▶ **Yapılacak İşler**:
**A.** Bangkok hakkındaki metne göre Tayland'ın eski adı nedir?
**B.** Bangkok hakkındaki metnin "Bildiğimiz en popüler" sözlerinden "sıralarda yer alıyor." sözlerine kadar olan kısmını hiç değiştirmeden yazın.

Bangkok: Uzak ve Egzotik

Güney Asya, Asya kıtasının güney bölgesinde yer alıyor. Neredeyse toplam nüfusun 5 ‘te 1’inin bu bölgede yaşadığı söylenmekte. Son araştırmalara göre, son 30 yılda nüfusun üç katına çıktığı söyleniyor. Güney Asya, etnik olarak çeşitlilik göstermekte ve neredeyse 30’dan fazla dil konuşulmaktaymış.

Bildiğimiz en popüler Güney Asya ülkeleri arasında Hindistan, Nepal, Çin, Maldivler, Kuzey Kore, Singapur, Lahor, Japonya ve dünyanın ve turistler arasında en popüleri olarak bilinen bir diğer Güney Asya ülkesi ise Tayland. Başkenti ise Bangkok’dur. Tay dilindeki kısaca adı Krung thep. Şu an nüfusu  yaklaşık olarak 12 milyon civarlarında olduğu söyleniyor.

Eski adı Siyam olarak da bilinen ve 13. yüzyılda Çin kökenli Taylar tarafından kurulan Tayland Krallığı, Avrupalı devletlerin egemenliğine girmemiş ve 19. yüzyıla kadar da Avrupalılarla ilişkilerini hep  uzak tutmuş. Fakat  bugün ise tam tersi diyebiliriz.  Batılı turistlerin Güneydoğu Asya’yı en çok ziyaret ettiği ülkelerden birisi haline gelmiş. Turizm, ülkenin en önemli gelir kaynaklarından birisi olarak ilk sıralarda yer alıyor.

▶ **Veri Satırları**:
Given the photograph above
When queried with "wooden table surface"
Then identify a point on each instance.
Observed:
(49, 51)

▶ **Görev Sonuçları**:
**A.** Tayland'ın eski adı Siyam'dır.

**B.**
Bildiğimiz en popüler Güney Asya ülkeleri arasında Hindistan, Nepal, Çin, Maldivler, Kuzey Kore, Singapur, Lahor, Japonya ve dünyanın ve turistler arasında en popüleri olarak bilinen bir diğer Güney Asya ülkesi ise Tayland. Başkenti ise Bangkok’dur. Tay dilindeki kısaca adı Krung thep. Şu an nüfusu  yaklaşık olarak 12 milyon civarlarında olduğu söyleniyor.

Eski adı Siyam olarak da bilinen ve 13. yüzyılda Çin kökenli Taylar tarafından kurulan Tayland Krallığı, Avrupalı devletlerin egemenliğine girmemiş ve 19. yüzyıla kadar da Avrupalılarla ilişkilerini hep  uzak tutmuş. Fakat  bugün ise tam tersi diyebiliriz.  Batılı turistlerin Güneydoğu Asya’yı en çok ziyaret ettiği ülkelerden birisi haline gelmiş. Turizm, ülkenin en önemli gelir kaynaklarından birisi olarak ilk sıralarda yer alıyor.